> **EXERCISE PASSAGE**
_ _ _ _ _

Abigail has always had a special appreciation for the Arkansas Children’s mission. Her mom, Tammy, an RN and director of Acute Care Services, has worked at Arkansas Children’s since before Abigail was born.
Tammy recalls with pride a philanthropic gesture her daughter made for her 12th birthday—as one of 12 random acts of kindness, Abigail donated her entire savings to the hospital.
“It was only $200,” says Tammy, “but it was every penny she had.”
Abigail also couldn’t wait to be eligible for Arkansas Children’s junior volunteer program for teens. But when she applied as a Central High freshman last spring, neither she nor her family had any idea how much deeper her connection with the hospital was about to become.
A track athlete, Abigail had begun complaining of swelling and pain around her right ankle. Shortly after, her dad Isaiah took her to the doctor for an exam. Isaiah remembers making that difficult, urgent phone call to Tammy, who was in the middle of a professional retreat: the X-rays had revealed something much more serious than a sports injury.

_ _ _ _ _

> **SUPPLIED INFORMATION**
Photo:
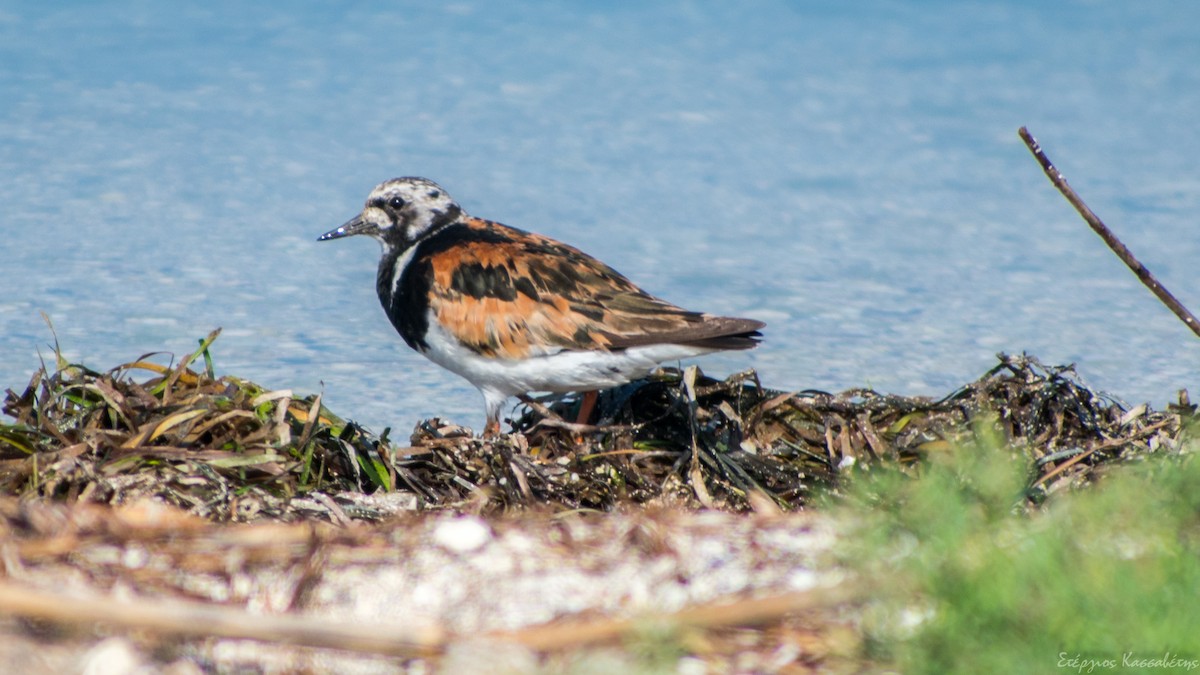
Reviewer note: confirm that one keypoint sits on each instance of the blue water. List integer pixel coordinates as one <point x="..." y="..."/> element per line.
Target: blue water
<point x="849" y="172"/>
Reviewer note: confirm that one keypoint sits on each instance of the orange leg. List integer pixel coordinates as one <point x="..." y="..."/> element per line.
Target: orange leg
<point x="587" y="406"/>
<point x="492" y="429"/>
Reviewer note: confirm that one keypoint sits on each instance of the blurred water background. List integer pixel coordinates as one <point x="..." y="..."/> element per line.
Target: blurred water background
<point x="847" y="172"/>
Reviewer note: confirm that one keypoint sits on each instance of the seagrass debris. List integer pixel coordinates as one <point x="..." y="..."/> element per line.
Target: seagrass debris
<point x="232" y="451"/>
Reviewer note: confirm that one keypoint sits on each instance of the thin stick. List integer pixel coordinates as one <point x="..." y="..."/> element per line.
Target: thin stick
<point x="202" y="620"/>
<point x="195" y="619"/>
<point x="750" y="611"/>
<point x="1120" y="249"/>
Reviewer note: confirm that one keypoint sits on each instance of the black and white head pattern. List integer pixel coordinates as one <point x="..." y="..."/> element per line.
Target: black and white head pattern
<point x="402" y="210"/>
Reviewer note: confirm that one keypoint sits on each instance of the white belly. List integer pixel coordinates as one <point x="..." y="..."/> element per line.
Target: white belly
<point x="559" y="371"/>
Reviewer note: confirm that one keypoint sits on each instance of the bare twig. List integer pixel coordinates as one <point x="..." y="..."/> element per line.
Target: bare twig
<point x="1120" y="249"/>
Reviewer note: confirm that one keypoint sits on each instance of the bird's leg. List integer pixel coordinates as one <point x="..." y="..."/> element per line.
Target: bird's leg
<point x="587" y="406"/>
<point x="492" y="429"/>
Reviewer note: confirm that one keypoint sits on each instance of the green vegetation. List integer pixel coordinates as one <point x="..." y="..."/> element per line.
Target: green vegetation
<point x="965" y="577"/>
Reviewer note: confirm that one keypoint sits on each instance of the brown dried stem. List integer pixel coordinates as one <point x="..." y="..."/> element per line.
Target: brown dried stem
<point x="1098" y="226"/>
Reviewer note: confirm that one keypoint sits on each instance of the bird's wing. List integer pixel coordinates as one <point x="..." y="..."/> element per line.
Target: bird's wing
<point x="510" y="293"/>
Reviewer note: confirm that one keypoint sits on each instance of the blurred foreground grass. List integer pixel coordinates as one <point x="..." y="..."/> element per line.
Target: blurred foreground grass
<point x="966" y="578"/>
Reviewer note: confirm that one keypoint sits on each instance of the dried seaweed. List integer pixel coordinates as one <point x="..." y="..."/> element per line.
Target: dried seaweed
<point x="228" y="449"/>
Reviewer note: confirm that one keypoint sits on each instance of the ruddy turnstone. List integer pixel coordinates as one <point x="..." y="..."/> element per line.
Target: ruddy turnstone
<point x="513" y="311"/>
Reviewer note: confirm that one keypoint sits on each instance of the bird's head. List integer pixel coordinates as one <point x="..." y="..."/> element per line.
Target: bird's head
<point x="400" y="211"/>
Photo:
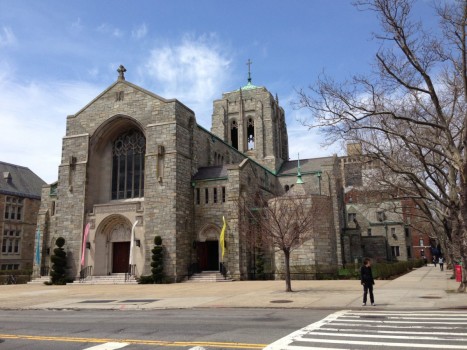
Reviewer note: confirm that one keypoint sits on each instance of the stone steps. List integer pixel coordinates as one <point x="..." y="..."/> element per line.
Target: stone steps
<point x="115" y="278"/>
<point x="208" y="276"/>
<point x="40" y="280"/>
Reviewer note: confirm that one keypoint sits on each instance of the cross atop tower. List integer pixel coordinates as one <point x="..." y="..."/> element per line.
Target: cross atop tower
<point x="121" y="72"/>
<point x="249" y="63"/>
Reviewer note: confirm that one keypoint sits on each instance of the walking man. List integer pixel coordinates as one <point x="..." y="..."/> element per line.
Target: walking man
<point x="366" y="278"/>
<point x="441" y="263"/>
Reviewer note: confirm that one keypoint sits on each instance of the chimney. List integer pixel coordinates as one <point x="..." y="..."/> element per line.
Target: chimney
<point x="354" y="149"/>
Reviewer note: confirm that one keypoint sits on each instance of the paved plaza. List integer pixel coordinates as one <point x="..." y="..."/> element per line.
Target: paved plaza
<point x="424" y="288"/>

_ _ _ _ _

> **EXERCISE**
Could you quote the story about Abigail and Arkansas Children's word for word, from start to finish?

> **SOLUTION**
Abigail has always had a special appreciation for the Arkansas Children’s mission. Her mom, Tammy, an RN and director of Acute Care Services, has worked at Arkansas Children’s since before Abigail was born.
Tammy recalls with pride a philanthropic gesture her daughter made for her 12th birthday—as one of 12 random acts of kindness, Abigail donated her entire savings to the hospital.
“It was only $200,” says Tammy, “but it was every penny she had.”
Abigail also couldn’t wait to be eligible for Arkansas Children’s junior volunteer program for teens. But when she applied as a Central High freshman last spring, neither she nor her family had any idea how much deeper her connection with the hospital was about to become.
A track athlete, Abigail had begun complaining of swelling and pain around her right ankle. Shortly after, her dad Isaiah took her to the doctor for an exam. Isaiah remembers making that difficult, urgent phone call to Tammy, who was in the middle of a professional retreat: the X-rays had revealed something much more serious than a sports injury.